TEXT PROVIDED ->

╔══

[gdal-dev] Numerical instability with thin plate spline transform

Even Rouault even.rouault at mines-paris.org
Fri Sep 9 02:11:06 EDT 2011


Le vendredi 09 septembre 2011 03:23:29, Big Bear a écrit :
> The linear solver in the TPS routine is naive for any number of
> reasons.1,2,3,...  At the same time, one is going to suffer
> considerably when the number of control points is in the thousands.
> Slow to evaluate so many coefficients for each point.
> 
> It is not such a task to improve the routine.  Best to work with
> someone who is cognizant per the implementation.  Likely to be
> straightforward.  ( Been there, done that. )
> 
> Important to know how the implementation is integrated into gdalwarp
> before getting too enthusiastic :-/
> 
> Thoughts?
> 
> 1 Looks to be Gauss-Jordan w/o pivoting
> 2 Never invert a matrix unless required
> 3 No scaling of the coordinates

You might try latest GDAL trunk, in particular 
http://trac.osgeo.org/gdal/changeset/22876 .

╚══

RECORD LIST ->
╔══

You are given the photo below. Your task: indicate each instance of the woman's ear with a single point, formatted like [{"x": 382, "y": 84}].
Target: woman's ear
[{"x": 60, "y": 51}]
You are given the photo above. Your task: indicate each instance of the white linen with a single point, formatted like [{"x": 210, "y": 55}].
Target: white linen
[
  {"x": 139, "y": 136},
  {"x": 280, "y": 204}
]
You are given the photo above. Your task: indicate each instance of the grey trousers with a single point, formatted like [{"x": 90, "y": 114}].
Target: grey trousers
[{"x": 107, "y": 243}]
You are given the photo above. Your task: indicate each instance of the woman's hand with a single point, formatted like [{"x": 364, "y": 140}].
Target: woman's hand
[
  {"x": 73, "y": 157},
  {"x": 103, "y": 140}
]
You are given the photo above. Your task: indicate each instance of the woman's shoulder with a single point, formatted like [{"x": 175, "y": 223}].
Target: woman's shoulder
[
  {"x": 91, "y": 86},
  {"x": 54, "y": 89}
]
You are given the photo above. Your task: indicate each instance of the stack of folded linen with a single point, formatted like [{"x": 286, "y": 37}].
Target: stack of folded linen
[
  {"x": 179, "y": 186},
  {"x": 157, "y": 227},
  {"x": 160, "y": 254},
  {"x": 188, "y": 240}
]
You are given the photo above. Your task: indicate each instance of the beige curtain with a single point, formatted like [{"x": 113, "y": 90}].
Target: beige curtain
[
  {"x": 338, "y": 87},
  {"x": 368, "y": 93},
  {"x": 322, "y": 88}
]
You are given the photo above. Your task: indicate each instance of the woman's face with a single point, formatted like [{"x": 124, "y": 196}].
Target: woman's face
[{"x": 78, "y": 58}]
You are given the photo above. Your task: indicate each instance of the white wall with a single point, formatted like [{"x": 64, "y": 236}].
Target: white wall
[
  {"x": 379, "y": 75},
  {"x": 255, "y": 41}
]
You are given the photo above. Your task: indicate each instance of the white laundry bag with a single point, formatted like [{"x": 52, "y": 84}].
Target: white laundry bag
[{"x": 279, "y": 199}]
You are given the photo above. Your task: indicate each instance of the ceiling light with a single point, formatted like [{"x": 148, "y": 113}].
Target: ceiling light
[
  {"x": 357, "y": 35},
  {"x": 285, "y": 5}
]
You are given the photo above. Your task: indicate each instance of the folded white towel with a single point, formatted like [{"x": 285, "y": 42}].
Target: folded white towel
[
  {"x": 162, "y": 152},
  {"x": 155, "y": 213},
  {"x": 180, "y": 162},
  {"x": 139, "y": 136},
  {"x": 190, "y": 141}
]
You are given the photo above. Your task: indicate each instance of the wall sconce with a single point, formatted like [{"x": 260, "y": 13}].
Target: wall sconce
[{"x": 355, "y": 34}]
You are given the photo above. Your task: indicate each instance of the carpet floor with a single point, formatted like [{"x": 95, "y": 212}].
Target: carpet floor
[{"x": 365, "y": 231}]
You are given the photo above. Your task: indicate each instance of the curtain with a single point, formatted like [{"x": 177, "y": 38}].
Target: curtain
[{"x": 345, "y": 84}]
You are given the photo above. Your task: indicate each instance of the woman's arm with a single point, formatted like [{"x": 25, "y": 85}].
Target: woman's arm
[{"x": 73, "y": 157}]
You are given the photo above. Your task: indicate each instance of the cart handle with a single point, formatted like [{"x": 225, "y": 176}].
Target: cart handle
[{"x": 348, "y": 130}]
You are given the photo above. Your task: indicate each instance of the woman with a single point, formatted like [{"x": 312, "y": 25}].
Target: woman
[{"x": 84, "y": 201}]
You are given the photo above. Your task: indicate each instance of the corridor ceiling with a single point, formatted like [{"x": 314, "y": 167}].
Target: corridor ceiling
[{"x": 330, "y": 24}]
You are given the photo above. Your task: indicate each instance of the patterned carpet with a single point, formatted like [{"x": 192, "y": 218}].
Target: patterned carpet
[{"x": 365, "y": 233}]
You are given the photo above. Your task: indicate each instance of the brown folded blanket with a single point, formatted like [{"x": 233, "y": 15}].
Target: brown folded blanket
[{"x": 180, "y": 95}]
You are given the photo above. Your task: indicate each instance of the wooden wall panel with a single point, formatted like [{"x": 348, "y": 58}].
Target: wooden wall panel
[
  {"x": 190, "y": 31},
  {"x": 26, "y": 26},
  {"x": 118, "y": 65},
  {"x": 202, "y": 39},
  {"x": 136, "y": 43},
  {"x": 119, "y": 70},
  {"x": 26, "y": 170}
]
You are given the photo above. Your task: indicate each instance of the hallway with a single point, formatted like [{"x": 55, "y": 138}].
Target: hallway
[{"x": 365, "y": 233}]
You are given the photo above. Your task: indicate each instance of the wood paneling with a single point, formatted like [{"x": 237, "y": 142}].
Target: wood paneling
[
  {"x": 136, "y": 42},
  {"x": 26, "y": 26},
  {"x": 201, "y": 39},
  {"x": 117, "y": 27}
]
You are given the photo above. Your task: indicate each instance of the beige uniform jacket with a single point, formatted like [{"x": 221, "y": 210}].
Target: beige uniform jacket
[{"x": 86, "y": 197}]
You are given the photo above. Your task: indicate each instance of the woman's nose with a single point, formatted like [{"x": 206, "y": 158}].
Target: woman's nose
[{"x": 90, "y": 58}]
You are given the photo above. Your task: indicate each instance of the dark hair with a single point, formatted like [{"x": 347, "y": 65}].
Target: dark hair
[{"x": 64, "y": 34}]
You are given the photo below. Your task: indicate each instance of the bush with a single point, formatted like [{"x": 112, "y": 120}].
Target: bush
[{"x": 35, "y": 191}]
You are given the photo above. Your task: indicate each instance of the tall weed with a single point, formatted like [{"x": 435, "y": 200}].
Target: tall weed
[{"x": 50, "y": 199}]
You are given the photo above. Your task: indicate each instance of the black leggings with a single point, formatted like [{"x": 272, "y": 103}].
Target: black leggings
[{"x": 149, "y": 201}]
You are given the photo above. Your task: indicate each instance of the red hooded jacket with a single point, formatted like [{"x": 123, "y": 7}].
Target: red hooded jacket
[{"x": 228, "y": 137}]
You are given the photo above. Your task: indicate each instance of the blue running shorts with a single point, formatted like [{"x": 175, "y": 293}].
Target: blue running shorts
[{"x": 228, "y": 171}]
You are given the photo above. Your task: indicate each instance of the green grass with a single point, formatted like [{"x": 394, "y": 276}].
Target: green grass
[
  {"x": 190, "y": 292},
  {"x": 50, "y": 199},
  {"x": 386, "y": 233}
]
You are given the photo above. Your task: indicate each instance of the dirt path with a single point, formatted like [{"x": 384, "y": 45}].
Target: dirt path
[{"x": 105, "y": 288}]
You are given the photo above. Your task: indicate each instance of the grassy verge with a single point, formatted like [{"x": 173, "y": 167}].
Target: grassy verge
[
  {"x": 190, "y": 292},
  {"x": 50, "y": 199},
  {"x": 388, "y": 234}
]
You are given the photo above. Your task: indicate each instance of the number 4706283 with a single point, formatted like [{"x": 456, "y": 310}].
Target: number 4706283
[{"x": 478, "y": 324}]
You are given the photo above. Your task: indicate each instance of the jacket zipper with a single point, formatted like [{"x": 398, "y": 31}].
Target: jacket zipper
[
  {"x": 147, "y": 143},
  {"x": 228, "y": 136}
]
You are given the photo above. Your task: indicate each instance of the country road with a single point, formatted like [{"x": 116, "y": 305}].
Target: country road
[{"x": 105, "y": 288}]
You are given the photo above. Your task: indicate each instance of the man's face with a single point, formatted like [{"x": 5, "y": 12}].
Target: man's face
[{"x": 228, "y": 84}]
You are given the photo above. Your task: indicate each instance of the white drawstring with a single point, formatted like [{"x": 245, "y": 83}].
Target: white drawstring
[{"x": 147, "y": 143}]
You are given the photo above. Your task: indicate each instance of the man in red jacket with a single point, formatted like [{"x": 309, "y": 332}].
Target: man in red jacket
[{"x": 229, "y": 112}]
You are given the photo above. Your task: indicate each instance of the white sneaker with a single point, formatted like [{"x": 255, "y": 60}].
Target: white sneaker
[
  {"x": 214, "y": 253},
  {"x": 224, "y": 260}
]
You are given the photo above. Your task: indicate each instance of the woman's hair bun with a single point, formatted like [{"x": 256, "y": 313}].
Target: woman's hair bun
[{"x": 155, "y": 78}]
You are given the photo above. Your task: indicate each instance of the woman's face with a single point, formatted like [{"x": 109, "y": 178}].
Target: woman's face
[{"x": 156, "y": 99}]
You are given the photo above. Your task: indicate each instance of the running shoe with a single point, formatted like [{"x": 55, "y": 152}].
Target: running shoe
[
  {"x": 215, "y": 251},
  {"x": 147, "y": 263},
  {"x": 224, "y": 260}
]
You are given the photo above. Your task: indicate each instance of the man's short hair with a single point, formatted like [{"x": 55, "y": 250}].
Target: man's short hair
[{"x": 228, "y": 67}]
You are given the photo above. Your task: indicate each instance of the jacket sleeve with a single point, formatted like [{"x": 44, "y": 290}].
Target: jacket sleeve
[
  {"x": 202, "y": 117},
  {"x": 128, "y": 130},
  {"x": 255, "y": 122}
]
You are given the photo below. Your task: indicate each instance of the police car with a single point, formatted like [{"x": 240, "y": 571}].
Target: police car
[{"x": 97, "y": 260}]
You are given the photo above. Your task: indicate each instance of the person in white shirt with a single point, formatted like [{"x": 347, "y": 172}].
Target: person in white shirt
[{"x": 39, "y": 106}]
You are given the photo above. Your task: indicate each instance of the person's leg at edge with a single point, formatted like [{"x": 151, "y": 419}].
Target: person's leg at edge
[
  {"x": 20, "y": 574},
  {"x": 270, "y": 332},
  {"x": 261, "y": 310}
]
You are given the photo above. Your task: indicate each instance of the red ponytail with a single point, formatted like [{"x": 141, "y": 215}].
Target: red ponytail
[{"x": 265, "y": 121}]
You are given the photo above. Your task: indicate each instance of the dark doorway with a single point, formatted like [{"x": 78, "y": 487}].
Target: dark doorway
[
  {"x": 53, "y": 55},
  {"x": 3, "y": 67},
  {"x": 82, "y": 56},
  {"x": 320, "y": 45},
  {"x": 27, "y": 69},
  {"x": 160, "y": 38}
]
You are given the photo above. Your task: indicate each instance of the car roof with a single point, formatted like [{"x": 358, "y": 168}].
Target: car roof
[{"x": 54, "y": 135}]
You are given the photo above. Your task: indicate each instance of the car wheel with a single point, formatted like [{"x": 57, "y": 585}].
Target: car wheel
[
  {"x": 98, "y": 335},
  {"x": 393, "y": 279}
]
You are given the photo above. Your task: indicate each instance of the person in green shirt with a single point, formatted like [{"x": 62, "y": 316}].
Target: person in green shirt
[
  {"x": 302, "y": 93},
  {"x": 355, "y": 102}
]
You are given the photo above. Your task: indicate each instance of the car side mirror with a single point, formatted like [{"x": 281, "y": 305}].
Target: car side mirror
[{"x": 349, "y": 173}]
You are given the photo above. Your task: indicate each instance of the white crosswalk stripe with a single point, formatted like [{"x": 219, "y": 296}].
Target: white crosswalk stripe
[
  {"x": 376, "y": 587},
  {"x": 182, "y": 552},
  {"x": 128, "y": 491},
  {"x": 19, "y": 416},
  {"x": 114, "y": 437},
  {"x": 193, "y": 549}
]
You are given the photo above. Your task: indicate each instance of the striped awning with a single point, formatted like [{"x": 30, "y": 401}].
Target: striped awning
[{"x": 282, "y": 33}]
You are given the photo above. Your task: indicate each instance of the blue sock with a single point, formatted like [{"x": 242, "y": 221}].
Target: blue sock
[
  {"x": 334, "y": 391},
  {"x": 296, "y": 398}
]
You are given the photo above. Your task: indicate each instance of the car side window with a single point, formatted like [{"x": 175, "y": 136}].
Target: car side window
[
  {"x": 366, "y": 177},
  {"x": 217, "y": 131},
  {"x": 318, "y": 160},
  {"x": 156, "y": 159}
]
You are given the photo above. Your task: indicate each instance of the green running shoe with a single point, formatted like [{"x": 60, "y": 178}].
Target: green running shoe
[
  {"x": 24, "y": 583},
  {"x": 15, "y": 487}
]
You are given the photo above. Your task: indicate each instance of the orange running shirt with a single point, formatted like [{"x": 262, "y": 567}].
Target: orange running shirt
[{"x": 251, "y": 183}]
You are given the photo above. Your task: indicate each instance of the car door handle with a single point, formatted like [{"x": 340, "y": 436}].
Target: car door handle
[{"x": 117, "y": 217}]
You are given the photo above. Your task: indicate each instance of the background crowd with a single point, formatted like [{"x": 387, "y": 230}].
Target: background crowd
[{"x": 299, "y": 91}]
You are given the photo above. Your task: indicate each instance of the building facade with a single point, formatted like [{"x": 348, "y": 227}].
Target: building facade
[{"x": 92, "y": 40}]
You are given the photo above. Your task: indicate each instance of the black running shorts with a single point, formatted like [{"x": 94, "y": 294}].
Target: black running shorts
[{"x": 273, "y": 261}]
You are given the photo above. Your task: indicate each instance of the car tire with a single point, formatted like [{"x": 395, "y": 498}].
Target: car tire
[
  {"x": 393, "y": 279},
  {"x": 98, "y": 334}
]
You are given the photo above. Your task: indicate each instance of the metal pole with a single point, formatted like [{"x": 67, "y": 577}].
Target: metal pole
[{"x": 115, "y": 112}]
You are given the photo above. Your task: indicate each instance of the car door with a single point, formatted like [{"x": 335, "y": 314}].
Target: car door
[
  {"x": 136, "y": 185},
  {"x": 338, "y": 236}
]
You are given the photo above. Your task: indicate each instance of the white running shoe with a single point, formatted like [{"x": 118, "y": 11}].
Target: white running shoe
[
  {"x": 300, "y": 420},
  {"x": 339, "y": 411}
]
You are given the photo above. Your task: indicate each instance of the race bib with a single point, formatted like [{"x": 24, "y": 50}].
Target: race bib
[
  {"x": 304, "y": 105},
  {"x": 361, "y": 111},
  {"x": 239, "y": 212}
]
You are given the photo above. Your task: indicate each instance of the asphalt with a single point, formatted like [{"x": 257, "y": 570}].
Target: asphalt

╚══

TASKS TO COMPLETE ->
#1 Using the gdal-dev message, decide whether each statement is true, answering yes or no and quoting the exact words that settle it: (a) The quoted post says the solver looks to be Gauss-Jordan without pivoting. (b) The quoted post says the coordinates are scaled. (c) The reply suggests trying the latest GDAL trunk.
#2 Pull out everything in the gdal-dev message from "Le vendredi 09" down to "done that. )", copied word for word.
The listing comes from a different source than the gdal-dev message.

COMPLETED EXERCISE ->
#1
(a) Yes: "Looks to be Gauss-Jordan w/o pivoting"
(b) No: "No scaling of the coordinates"
(c) Yes: "You might try latest GDAL trunk"

#2
Le vendredi 09 septembre 2011 03:23:29, Big Bear a écrit :
> The linear solver in the TPS routine is naive for any number of
> reasons.1,2,3,...  At the same time, one is going to suffer
> considerably when the number of control points is in the thousands.
> Slow to evaluate so many coefficients for each point.
> 
> It is not such a task to improve the routine.  Best to work with
> someone who is cognizant per the implementation.  Likely to be
> straightforward.  ( Been there, done that. )